*TASK PROMPT*.
Return every line of the entries below unchanged, character for character.

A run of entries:
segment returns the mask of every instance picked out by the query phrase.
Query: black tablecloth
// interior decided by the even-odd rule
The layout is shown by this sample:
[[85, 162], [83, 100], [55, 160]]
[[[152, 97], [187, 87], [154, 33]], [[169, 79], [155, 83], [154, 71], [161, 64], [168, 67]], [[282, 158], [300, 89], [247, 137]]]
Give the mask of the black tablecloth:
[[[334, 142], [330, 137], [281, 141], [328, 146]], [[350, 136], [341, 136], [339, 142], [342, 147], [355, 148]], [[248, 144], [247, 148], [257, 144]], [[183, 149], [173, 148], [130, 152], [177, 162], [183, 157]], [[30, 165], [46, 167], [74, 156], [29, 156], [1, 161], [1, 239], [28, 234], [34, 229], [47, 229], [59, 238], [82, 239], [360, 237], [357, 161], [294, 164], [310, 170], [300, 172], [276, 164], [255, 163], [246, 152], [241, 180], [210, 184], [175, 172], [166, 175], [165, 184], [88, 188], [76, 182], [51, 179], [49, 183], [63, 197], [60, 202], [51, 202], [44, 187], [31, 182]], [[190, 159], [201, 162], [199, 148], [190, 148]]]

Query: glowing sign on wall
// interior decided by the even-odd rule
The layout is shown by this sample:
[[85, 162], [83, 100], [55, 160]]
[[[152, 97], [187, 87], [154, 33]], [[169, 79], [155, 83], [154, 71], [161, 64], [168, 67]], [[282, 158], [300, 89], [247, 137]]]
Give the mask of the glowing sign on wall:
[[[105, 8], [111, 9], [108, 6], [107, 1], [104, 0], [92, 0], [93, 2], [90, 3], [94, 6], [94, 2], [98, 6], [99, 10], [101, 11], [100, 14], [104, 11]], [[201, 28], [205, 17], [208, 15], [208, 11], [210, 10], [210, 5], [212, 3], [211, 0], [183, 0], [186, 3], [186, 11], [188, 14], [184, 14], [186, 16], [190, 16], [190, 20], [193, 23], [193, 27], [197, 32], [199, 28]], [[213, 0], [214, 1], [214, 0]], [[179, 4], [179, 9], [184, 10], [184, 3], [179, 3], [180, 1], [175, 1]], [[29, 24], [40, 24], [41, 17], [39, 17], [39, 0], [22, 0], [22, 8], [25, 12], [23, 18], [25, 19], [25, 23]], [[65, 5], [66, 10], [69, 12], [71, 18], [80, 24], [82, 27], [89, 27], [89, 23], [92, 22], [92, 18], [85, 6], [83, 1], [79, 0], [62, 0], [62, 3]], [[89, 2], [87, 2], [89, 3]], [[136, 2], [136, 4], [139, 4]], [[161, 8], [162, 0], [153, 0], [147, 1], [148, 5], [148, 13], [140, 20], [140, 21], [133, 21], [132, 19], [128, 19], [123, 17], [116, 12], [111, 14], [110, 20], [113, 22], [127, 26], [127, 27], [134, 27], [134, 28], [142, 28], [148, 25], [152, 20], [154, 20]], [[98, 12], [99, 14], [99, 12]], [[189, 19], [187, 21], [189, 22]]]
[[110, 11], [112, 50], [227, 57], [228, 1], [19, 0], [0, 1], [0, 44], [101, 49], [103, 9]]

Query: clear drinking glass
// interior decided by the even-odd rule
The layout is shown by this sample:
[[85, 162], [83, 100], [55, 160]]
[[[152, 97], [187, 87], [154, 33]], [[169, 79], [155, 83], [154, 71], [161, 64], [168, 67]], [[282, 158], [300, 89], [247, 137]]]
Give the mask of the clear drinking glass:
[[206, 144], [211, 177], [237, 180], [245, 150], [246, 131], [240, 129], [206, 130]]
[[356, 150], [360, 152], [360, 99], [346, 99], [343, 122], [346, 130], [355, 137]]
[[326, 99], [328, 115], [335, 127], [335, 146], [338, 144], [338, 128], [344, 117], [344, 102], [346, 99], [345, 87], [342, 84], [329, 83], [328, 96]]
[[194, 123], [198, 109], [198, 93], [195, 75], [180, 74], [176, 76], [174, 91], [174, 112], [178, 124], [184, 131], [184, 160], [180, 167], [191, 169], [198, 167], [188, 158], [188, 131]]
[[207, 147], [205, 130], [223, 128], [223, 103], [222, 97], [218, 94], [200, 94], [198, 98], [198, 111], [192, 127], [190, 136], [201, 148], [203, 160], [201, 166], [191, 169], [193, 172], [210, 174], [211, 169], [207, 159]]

*SOLUTION TO THIS TASK*.
segment returns the mask of every instance picked out by the query phrase.
Query: black tablecloth
// interior decided by the even-odd rule
The layout is shown by this sample:
[[85, 162], [83, 100], [55, 160]]
[[[152, 97], [187, 87], [154, 33]], [[169, 79], [155, 83], [154, 71], [161, 64], [168, 67]], [[282, 158], [300, 89], [247, 137]]]
Give the mask of the black tablecloth:
[[[334, 142], [330, 137], [281, 141], [328, 146]], [[350, 136], [341, 136], [339, 142], [342, 147], [355, 148]], [[248, 144], [247, 148], [257, 144]], [[183, 149], [173, 148], [130, 152], [177, 162], [183, 157]], [[30, 165], [46, 167], [74, 156], [29, 156], [1, 161], [1, 239], [28, 234], [34, 229], [47, 229], [59, 238], [82, 239], [360, 237], [357, 161], [294, 164], [310, 170], [300, 172], [276, 164], [255, 163], [246, 152], [241, 180], [210, 184], [175, 172], [166, 175], [165, 184], [88, 188], [76, 182], [51, 179], [49, 183], [63, 197], [60, 202], [51, 202], [44, 187], [31, 182]], [[190, 159], [201, 162], [199, 148], [190, 148]]]

Query: glowing sign on wall
// interior decided by the even-odd rule
The layout is shown by this sample:
[[85, 162], [83, 100], [55, 160]]
[[[152, 97], [187, 87], [154, 33]], [[169, 79], [155, 83], [154, 71], [161, 64], [168, 67]], [[282, 158], [300, 89], [247, 137]]]
Give the mask of the glowing sign on wall:
[[[105, 8], [111, 9], [108, 6], [107, 1], [104, 0], [92, 0], [93, 2], [90, 3], [94, 6], [94, 2], [98, 6], [99, 10], [101, 11], [100, 14], [104, 11]], [[201, 28], [205, 17], [208, 15], [208, 11], [210, 10], [210, 5], [212, 3], [211, 0], [183, 0], [186, 3], [186, 11], [188, 14], [184, 14], [186, 16], [190, 16], [190, 20], [193, 23], [193, 27], [197, 32], [199, 28]], [[213, 0], [214, 1], [214, 0]], [[179, 4], [179, 9], [184, 10], [184, 3], [179, 3], [180, 1], [175, 1]], [[29, 24], [40, 24], [41, 17], [39, 17], [39, 0], [22, 0], [22, 8], [25, 12], [23, 18], [25, 19], [25, 23]], [[65, 5], [66, 10], [69, 12], [71, 18], [80, 24], [82, 27], [89, 27], [89, 23], [92, 22], [92, 18], [85, 6], [83, 1], [79, 0], [62, 0], [62, 3]], [[89, 2], [87, 2], [89, 3]], [[136, 2], [136, 4], [139, 4]], [[161, 8], [162, 0], [153, 0], [147, 1], [148, 5], [148, 13], [140, 20], [140, 21], [133, 21], [132, 19], [128, 19], [123, 17], [116, 12], [111, 14], [110, 20], [113, 22], [127, 26], [127, 27], [134, 27], [134, 28], [142, 28], [148, 25], [152, 20], [154, 20]], [[98, 12], [99, 14], [99, 12]], [[189, 19], [187, 21], [189, 22]]]
[[110, 11], [112, 50], [227, 57], [228, 1], [19, 0], [0, 1], [0, 44], [101, 49], [103, 9]]

Query: clear drinking glass
// interior decided by the even-odd rule
The layout is shown by this sample:
[[85, 162], [83, 100], [55, 160]]
[[[152, 97], [187, 87], [154, 33]], [[169, 79], [155, 83], [154, 71], [161, 64], [168, 67]], [[282, 158], [300, 89], [247, 137]]]
Give the mask of the clear drinking glass:
[[206, 144], [211, 177], [237, 180], [245, 150], [246, 131], [240, 129], [206, 130]]
[[356, 150], [360, 152], [360, 99], [346, 99], [343, 122], [346, 130], [355, 137]]
[[326, 99], [328, 115], [335, 127], [335, 146], [338, 144], [338, 128], [344, 117], [344, 102], [346, 99], [345, 87], [342, 84], [329, 83], [328, 96]]
[[194, 123], [198, 109], [198, 93], [195, 75], [180, 74], [176, 76], [174, 91], [174, 112], [178, 124], [184, 131], [184, 160], [180, 167], [191, 169], [198, 167], [188, 158], [188, 131]]
[[207, 147], [205, 130], [223, 128], [223, 103], [222, 97], [218, 94], [200, 94], [198, 98], [198, 111], [192, 127], [190, 136], [201, 148], [203, 160], [201, 166], [191, 169], [193, 172], [210, 174], [211, 169], [207, 159]]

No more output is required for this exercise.